> Exercise requirements
Pick up the essay below on the coalition government's welfare policies and their effects on women, continuing after its final sentence.

The ultimate aim of every government is to bring about – to a large extent, positive changes in the lives of the populace. This is because political leaders are voted for to bring about changes. The success or otherwise of such changes however depend on a number of factors. Most often than not, governments achieve their goals and objectives in bringing about change by instituting and implementing a number of policies that serve as focus for national development. Without any doubt, it is not always that all of these policies achieve the needed or projected results. In some cases always, the policies achieve even beyond what they were targeted for. Presently, the coalition government has implemented a number of policies that analysts see and classify as radical. The radical nature of these policies depends on a number of factors. The present policies are directed towards welfare in the public sector. Identifying women as core components of national issues and national development, a lot of critics have raised issues on how these policies can or may affect women. This essay therefore outlines some of these major effects that the policy is likely to have on women; both in the short term and long term.

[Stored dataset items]
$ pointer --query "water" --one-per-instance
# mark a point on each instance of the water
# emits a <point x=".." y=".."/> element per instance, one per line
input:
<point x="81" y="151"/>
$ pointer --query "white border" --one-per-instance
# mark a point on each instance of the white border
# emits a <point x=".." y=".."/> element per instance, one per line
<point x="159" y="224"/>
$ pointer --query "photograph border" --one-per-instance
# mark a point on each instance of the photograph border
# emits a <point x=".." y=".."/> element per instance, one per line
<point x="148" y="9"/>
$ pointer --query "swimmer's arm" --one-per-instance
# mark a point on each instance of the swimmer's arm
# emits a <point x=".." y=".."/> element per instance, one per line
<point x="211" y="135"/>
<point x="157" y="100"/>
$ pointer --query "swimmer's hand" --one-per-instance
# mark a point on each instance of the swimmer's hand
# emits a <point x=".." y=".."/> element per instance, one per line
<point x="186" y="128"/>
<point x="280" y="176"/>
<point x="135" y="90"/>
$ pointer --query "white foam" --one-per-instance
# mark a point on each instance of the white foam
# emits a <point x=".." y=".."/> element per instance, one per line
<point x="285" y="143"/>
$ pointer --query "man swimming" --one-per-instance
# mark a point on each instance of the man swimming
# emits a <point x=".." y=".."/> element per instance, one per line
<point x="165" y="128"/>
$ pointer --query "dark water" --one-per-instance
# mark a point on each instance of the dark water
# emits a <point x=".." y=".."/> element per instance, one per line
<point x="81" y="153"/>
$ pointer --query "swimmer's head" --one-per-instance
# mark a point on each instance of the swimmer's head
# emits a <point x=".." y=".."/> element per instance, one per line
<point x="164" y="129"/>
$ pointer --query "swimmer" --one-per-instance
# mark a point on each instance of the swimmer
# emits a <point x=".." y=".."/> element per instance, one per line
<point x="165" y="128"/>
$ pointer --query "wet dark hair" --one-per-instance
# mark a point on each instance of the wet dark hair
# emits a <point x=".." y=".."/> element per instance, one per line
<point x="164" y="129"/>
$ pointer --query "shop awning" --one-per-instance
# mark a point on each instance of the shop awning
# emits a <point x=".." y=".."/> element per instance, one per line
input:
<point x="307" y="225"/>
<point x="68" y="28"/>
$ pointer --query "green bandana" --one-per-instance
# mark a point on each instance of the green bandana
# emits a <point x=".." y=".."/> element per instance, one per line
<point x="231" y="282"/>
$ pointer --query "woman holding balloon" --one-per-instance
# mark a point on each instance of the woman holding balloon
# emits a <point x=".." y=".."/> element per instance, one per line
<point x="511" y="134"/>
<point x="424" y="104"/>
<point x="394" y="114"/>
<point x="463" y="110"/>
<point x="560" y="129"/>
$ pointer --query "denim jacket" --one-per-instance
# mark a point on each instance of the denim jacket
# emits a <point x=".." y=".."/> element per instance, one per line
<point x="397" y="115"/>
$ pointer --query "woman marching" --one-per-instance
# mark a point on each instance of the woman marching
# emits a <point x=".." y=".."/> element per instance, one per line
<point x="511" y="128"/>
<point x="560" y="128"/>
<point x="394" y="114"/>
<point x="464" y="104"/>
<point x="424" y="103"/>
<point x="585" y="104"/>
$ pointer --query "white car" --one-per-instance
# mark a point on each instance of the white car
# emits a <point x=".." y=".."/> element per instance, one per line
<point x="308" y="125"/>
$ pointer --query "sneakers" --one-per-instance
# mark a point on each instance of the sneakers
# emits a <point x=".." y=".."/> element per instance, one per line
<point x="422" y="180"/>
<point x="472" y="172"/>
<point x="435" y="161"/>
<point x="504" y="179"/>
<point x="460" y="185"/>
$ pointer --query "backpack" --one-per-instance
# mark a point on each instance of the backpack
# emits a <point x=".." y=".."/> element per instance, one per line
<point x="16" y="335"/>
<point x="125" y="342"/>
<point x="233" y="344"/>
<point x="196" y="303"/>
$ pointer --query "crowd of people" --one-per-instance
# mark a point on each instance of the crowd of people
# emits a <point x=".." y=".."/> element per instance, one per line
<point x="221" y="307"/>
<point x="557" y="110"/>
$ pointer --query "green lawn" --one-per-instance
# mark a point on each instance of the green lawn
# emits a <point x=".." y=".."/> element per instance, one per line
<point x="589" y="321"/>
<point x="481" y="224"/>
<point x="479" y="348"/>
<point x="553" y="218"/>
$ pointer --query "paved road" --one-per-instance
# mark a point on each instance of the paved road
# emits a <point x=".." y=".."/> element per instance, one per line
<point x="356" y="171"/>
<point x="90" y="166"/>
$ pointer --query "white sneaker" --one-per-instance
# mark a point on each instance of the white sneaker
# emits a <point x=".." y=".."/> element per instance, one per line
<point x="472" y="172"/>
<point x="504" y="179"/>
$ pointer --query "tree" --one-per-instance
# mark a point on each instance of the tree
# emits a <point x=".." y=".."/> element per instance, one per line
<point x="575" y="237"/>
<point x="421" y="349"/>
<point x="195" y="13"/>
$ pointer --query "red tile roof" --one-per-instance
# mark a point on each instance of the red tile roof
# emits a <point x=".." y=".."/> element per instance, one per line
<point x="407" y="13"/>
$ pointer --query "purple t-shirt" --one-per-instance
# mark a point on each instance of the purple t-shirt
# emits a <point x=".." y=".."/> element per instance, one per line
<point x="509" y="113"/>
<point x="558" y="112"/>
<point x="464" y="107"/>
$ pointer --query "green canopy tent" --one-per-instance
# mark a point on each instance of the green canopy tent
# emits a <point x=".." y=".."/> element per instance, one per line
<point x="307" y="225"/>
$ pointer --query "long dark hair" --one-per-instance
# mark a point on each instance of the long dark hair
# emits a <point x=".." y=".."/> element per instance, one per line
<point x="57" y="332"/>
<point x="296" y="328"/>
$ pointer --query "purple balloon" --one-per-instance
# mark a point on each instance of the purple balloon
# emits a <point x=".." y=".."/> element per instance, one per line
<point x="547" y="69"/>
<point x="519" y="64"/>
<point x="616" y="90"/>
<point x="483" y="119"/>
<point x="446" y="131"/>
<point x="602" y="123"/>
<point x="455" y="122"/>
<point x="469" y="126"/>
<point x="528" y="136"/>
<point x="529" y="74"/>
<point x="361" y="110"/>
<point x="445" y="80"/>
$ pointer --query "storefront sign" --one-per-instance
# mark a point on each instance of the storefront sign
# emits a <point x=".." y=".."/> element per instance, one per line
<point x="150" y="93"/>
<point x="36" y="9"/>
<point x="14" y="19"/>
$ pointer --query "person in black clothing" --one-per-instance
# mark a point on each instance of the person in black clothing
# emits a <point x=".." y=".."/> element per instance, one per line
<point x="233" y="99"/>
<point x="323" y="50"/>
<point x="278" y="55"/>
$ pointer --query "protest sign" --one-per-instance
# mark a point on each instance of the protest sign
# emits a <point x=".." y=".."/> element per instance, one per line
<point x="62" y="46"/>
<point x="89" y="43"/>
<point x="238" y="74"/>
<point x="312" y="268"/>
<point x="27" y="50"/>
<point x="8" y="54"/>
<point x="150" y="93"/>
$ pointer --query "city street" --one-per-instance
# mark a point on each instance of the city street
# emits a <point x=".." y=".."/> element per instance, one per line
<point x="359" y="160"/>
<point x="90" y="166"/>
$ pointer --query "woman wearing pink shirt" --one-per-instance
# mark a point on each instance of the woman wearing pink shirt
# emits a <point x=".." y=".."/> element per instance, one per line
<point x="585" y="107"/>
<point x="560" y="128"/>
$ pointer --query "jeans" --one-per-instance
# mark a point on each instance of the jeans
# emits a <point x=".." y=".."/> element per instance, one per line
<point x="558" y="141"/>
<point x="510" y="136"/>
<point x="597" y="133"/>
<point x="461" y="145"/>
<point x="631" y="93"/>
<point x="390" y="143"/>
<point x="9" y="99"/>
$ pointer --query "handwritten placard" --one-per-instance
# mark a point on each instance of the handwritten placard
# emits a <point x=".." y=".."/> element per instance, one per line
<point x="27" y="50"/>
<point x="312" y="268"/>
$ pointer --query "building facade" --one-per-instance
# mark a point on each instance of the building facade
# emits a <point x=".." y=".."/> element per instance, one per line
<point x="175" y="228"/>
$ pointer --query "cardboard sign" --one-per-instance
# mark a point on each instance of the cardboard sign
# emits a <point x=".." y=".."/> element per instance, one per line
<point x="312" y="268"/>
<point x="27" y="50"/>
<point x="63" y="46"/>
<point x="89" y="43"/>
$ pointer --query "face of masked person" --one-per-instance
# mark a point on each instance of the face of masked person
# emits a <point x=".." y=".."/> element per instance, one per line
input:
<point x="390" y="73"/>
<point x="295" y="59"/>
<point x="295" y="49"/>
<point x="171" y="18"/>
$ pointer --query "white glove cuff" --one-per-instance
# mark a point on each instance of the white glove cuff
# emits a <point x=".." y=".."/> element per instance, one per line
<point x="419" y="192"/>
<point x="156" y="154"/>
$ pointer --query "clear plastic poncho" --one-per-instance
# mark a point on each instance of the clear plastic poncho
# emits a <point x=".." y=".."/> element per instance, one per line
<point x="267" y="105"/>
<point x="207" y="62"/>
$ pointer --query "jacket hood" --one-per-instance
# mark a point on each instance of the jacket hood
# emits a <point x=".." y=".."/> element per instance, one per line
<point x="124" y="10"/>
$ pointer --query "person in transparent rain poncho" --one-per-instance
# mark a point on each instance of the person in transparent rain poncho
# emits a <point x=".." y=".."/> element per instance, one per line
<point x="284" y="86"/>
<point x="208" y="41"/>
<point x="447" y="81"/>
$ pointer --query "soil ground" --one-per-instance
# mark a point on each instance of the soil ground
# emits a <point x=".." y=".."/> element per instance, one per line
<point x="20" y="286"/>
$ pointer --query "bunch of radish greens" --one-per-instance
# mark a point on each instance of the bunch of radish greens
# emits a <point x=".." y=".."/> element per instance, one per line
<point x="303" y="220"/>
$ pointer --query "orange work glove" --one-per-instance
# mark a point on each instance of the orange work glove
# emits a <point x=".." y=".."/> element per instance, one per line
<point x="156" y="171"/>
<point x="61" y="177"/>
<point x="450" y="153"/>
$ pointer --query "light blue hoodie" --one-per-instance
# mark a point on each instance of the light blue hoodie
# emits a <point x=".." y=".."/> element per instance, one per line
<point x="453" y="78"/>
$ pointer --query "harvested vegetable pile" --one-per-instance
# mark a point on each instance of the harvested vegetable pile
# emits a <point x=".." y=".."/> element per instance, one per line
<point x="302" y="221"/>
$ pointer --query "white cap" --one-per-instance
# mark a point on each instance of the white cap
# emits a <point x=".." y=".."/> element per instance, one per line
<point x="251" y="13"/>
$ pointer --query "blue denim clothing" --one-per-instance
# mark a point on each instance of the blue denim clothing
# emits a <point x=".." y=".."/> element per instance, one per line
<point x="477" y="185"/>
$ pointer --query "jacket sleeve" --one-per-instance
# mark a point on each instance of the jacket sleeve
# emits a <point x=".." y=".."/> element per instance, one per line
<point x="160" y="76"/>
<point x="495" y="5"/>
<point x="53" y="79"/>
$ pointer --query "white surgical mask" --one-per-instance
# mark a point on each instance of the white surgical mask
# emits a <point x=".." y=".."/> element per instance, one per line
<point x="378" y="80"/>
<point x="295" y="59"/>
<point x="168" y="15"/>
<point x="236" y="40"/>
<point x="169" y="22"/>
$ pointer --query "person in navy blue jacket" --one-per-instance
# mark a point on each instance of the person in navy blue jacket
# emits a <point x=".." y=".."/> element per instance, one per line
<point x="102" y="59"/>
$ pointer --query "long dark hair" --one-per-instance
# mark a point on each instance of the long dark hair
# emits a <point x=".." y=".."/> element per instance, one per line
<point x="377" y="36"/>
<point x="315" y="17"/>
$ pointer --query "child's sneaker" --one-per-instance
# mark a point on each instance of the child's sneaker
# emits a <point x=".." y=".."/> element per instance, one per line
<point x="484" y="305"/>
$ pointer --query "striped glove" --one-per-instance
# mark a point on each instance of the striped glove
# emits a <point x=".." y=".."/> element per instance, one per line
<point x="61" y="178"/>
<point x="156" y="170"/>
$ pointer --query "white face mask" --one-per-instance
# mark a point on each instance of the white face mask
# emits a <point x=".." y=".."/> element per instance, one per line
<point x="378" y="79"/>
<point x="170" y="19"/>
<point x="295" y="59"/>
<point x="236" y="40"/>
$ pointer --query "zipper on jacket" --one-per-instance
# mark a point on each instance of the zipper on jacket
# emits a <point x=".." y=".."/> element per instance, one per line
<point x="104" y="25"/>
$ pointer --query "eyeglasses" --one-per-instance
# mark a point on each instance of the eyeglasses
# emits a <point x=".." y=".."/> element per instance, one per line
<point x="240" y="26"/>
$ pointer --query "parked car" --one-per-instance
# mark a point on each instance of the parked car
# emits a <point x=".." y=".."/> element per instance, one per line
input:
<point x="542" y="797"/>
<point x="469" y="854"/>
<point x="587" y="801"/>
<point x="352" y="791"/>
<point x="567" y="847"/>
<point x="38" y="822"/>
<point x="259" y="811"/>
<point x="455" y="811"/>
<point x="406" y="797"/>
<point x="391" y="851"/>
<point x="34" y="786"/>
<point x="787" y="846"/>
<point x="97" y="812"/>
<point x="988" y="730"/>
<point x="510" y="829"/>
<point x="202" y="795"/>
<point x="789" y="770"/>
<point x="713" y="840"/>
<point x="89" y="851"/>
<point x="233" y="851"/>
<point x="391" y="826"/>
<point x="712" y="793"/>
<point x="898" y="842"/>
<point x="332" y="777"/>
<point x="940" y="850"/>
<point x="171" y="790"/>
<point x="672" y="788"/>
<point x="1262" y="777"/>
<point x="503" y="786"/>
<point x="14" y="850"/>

> Output for this task
Welfare Reform Bill

Welfare was founded during the Great Depression.  The policy entails giving cash assistance to the poor. The beneficiaries are mostly mothers and children. The Reforms affected the Aid to Families with Dependent Children (AFDC) and the Temporary Assistance to Needy Families program. Child support enforcement, child care, child nutrition in addition to a law on reducing non marital births among others. The old system was criticized for encouraging idling. The new welfare rules require recipients to go to work within two years after receiving assistance.  The policy limits most assistance to five years total and enjoins states to deny additional benefits to mothers who give birth to children whilst still on welfare benefits. The Bill is intended to reduce dependence, child poverty and illegitimacy and strengthen marriage.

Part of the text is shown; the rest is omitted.